- _About this task_: Lines with the word "photo" in them must be copied from the records below.

Top of Records supplied

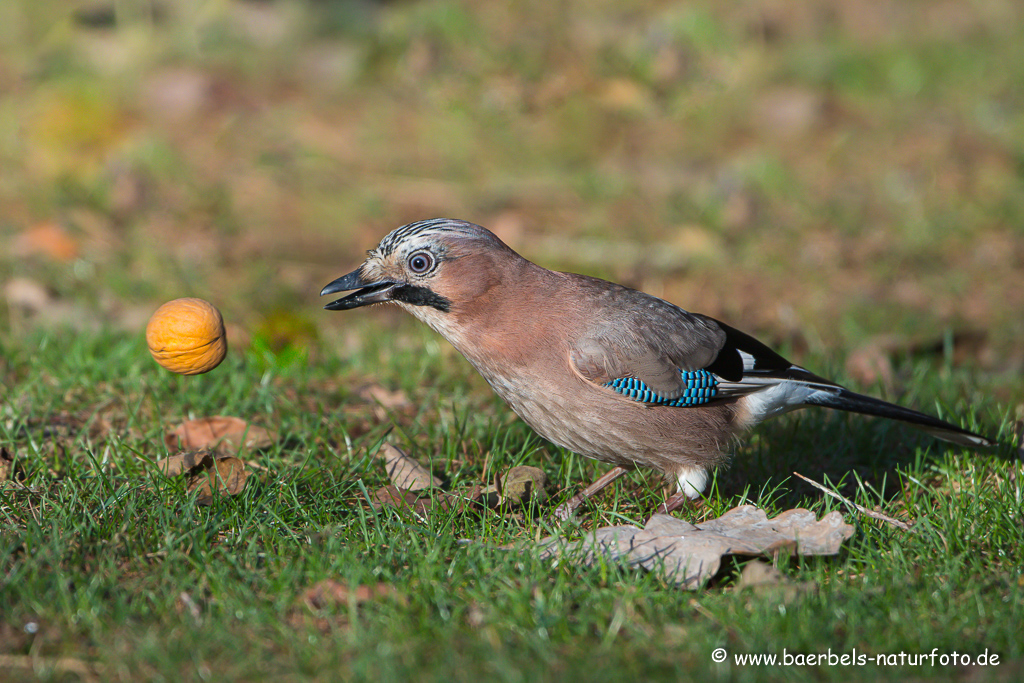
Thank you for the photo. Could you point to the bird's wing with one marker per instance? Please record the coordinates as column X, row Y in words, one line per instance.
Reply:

Bottom of Records supplied
Top of Records supplied

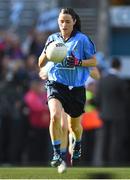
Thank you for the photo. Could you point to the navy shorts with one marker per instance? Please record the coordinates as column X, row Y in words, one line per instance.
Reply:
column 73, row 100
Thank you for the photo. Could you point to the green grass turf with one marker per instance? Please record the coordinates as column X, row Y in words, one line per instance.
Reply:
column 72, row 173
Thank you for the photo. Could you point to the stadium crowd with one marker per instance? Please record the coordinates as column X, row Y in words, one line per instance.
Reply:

Bottom of Records supplied

- _Solution to the problem_:
Thank you for the photo. Could you point to the bird's wing with one marker per instance? Please record the coordinates as column X, row Y in words, one line per instance.
Thank you for the photo. Could you point to the navy shorts with one marker per instance? Please record the coordinates as column X, row Y in words, one line per instance.
Thank you for the photo. Could you point to the green grass turf with one marker per instance? Please record the coordinates as column X, row Y in words, one line per instance.
Thank you for the photo. Could you point to the stadium crowd with one marker per instance? Please record the coordinates as column X, row Y in words, one line per instance.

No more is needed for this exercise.